- Consigne 1 -
Selon l'extrait sur la zone euro, de qui la France a-t-elle besoin pour réaliser son objectif ?
- Consigne 2 -
Convertissez en liste numérotée les lignes des enregistrements, de la ligne contenant « Mark the parked » jusqu'à la fin des enregistrements, sans les lignes vides.

- Extrait -
- - - -

Les Français, depuis la création de l’euro jusqu’aux plans européens d’Emmanuel Macron, cherchent à chapeauter la zone euro d’un gouvernement économique afin de contrebalancer la domination de l’Allemagne au niveau de l’UE des 28, bientôt 27. La France a besoin de l’Italie et des pays du Sud pour réaliser cet objectif.
Le gouvernement économique européen, dans sa nouvelle version à l’échelle de la zone euro dépasse donc le centre de pouvoir potentiel. S’il montait en puissance, il permettrait au gouvernement français de rassembler autour de lui les gouvernements des grands pays du Sud, Espagne et Italie, les petits pays méditerranéens comme la Grèce, Malte, Chypre, et la Slovénie, mais aussi le Portugal. La Belgique, l’Irlande, les Pays-Bas, la Finlande,l’Estonie, la Lituanie et la Lettonie, pays du Nord, et la Slovaquie et l’Autriche, pays d’Europe centrale sont pas contre plus favorables à la vision allemande. Selon les représentations évoquées dans les débats médiatisés, l’équilibre[iv] serait en théorie plus favorable à la France vis-à-vis de l’Allemagne, pour renforcer sa stratégie de promotion de l’Europe de la solidarité, et de médiateur avec les pays du Sud en difficulté comme la Grèce. La France partage avec la plupart des pays de ce cercle, un déficit commercial avec l’Allemagne, mais ne réussit à combler partiellement son déficit commercial qu’avec les pays du Sud..La France a en commun avec la plupart des pays de la zone euro, une dette et un déficit importants.

- - - -

(Données d'annotation par points)
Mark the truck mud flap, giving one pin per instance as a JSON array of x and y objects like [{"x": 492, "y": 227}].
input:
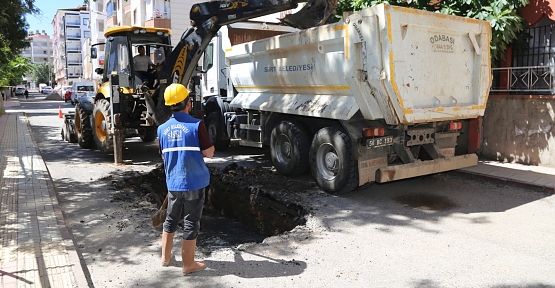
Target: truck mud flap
[{"x": 420, "y": 168}]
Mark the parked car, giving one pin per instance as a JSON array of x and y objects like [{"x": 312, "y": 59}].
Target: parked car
[
  {"x": 19, "y": 91},
  {"x": 47, "y": 90},
  {"x": 80, "y": 89},
  {"x": 67, "y": 95},
  {"x": 64, "y": 90},
  {"x": 41, "y": 87}
]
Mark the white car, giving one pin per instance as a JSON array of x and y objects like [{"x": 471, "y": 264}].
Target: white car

- - - -

- Corrigé complet 1 -
De l'Italie et des pays du Sud.

- Corrigé complet 2 -
1. Mark the parked car, giving one pin per instance as a JSON array of x and y objects like [{"x": 312, "y": 59}].
2. Target: parked car
3. [
4.   {"x": 19, "y": 91},
5.   {"x": 47, "y": 90},
6.   {"x": 80, "y": 89},
7.   {"x": 67, "y": 95},
8.   {"x": 64, "y": 90},
9.   {"x": 41, "y": 87}
10. ]
11. Mark the white car, giving one pin per instance as a JSON array of x and y objects like [{"x": 471, "y": 264}].
12. Target: white car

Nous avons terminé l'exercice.